SHORT TASK
Format every line of the items as a JSON list of strings, one string per line, and leave out blank lines.

[Stored items]
────────
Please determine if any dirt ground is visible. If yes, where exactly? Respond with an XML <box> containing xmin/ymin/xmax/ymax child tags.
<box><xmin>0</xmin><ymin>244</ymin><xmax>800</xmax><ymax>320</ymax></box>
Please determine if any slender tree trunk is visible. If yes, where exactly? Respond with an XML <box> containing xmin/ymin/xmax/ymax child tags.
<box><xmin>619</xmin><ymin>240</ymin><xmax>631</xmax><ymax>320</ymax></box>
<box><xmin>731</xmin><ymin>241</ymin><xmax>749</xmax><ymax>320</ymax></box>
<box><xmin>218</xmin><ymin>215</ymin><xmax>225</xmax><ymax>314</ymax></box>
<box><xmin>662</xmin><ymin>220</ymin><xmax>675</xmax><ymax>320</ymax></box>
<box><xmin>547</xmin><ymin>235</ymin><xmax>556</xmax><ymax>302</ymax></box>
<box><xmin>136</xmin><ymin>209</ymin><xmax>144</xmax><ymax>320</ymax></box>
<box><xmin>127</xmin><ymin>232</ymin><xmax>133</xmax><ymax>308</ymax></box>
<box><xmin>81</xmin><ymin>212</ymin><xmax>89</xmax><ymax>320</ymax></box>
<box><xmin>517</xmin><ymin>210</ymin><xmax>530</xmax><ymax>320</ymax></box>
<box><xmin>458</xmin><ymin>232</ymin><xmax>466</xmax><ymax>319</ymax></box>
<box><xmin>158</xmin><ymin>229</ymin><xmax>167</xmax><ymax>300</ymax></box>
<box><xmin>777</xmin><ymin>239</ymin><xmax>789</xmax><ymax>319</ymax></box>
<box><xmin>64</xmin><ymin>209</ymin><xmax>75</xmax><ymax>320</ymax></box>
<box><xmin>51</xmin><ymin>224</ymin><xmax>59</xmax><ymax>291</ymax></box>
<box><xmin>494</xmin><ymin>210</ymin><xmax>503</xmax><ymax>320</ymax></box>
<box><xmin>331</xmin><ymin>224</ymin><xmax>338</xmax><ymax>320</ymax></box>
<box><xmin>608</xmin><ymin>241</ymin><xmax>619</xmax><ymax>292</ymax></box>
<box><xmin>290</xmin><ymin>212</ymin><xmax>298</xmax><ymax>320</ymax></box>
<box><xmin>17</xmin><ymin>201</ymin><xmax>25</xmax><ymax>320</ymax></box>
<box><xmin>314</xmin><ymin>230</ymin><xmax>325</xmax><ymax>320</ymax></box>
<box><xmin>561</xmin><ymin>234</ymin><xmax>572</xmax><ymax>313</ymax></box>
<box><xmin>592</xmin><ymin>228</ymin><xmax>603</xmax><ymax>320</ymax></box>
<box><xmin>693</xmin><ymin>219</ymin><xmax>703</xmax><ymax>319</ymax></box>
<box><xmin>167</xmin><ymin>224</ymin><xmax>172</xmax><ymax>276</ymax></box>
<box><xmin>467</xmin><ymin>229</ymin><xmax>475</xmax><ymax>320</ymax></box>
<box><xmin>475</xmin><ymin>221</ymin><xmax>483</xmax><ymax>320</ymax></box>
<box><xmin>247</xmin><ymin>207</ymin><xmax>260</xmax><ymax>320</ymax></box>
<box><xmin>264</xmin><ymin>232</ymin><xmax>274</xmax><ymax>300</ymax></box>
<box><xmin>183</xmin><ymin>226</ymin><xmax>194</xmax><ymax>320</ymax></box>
────────
ANSWER FOR THE TASK
[
  "Please determine if any dirt ground is visible. If yes, where exactly? Respond with an XML <box> containing xmin/ymin/xmax/ymax child tags.",
  "<box><xmin>0</xmin><ymin>244</ymin><xmax>800</xmax><ymax>320</ymax></box>",
  "Please determine if any slender tree trunk is visible. If yes, where exactly? Respond with an XML <box> containing xmin/ymin/xmax/ymax child tags.",
  "<box><xmin>619</xmin><ymin>240</ymin><xmax>631</xmax><ymax>320</ymax></box>",
  "<box><xmin>731</xmin><ymin>241</ymin><xmax>749</xmax><ymax>320</ymax></box>",
  "<box><xmin>218</xmin><ymin>215</ymin><xmax>225</xmax><ymax>314</ymax></box>",
  "<box><xmin>662</xmin><ymin>220</ymin><xmax>675</xmax><ymax>320</ymax></box>",
  "<box><xmin>547</xmin><ymin>235</ymin><xmax>556</xmax><ymax>302</ymax></box>",
  "<box><xmin>136</xmin><ymin>209</ymin><xmax>144</xmax><ymax>320</ymax></box>",
  "<box><xmin>127</xmin><ymin>232</ymin><xmax>133</xmax><ymax>308</ymax></box>",
  "<box><xmin>81</xmin><ymin>212</ymin><xmax>89</xmax><ymax>320</ymax></box>",
  "<box><xmin>517</xmin><ymin>210</ymin><xmax>530</xmax><ymax>320</ymax></box>",
  "<box><xmin>458</xmin><ymin>232</ymin><xmax>466</xmax><ymax>319</ymax></box>",
  "<box><xmin>158</xmin><ymin>229</ymin><xmax>167</xmax><ymax>300</ymax></box>",
  "<box><xmin>777</xmin><ymin>239</ymin><xmax>789</xmax><ymax>319</ymax></box>",
  "<box><xmin>64</xmin><ymin>209</ymin><xmax>75</xmax><ymax>320</ymax></box>",
  "<box><xmin>51</xmin><ymin>224</ymin><xmax>59</xmax><ymax>291</ymax></box>",
  "<box><xmin>494</xmin><ymin>210</ymin><xmax>503</xmax><ymax>320</ymax></box>",
  "<box><xmin>331</xmin><ymin>224</ymin><xmax>338</xmax><ymax>320</ymax></box>",
  "<box><xmin>608</xmin><ymin>241</ymin><xmax>619</xmax><ymax>292</ymax></box>",
  "<box><xmin>290</xmin><ymin>212</ymin><xmax>298</xmax><ymax>320</ymax></box>",
  "<box><xmin>17</xmin><ymin>201</ymin><xmax>25</xmax><ymax>320</ymax></box>",
  "<box><xmin>314</xmin><ymin>230</ymin><xmax>325</xmax><ymax>320</ymax></box>",
  "<box><xmin>561</xmin><ymin>234</ymin><xmax>572</xmax><ymax>313</ymax></box>",
  "<box><xmin>592</xmin><ymin>228</ymin><xmax>603</xmax><ymax>320</ymax></box>",
  "<box><xmin>693</xmin><ymin>219</ymin><xmax>703</xmax><ymax>319</ymax></box>",
  "<box><xmin>167</xmin><ymin>224</ymin><xmax>172</xmax><ymax>276</ymax></box>",
  "<box><xmin>467</xmin><ymin>229</ymin><xmax>475</xmax><ymax>320</ymax></box>",
  "<box><xmin>475</xmin><ymin>221</ymin><xmax>483</xmax><ymax>320</ymax></box>",
  "<box><xmin>247</xmin><ymin>207</ymin><xmax>260</xmax><ymax>320</ymax></box>",
  "<box><xmin>264</xmin><ymin>232</ymin><xmax>274</xmax><ymax>300</ymax></box>",
  "<box><xmin>183</xmin><ymin>226</ymin><xmax>194</xmax><ymax>320</ymax></box>"
]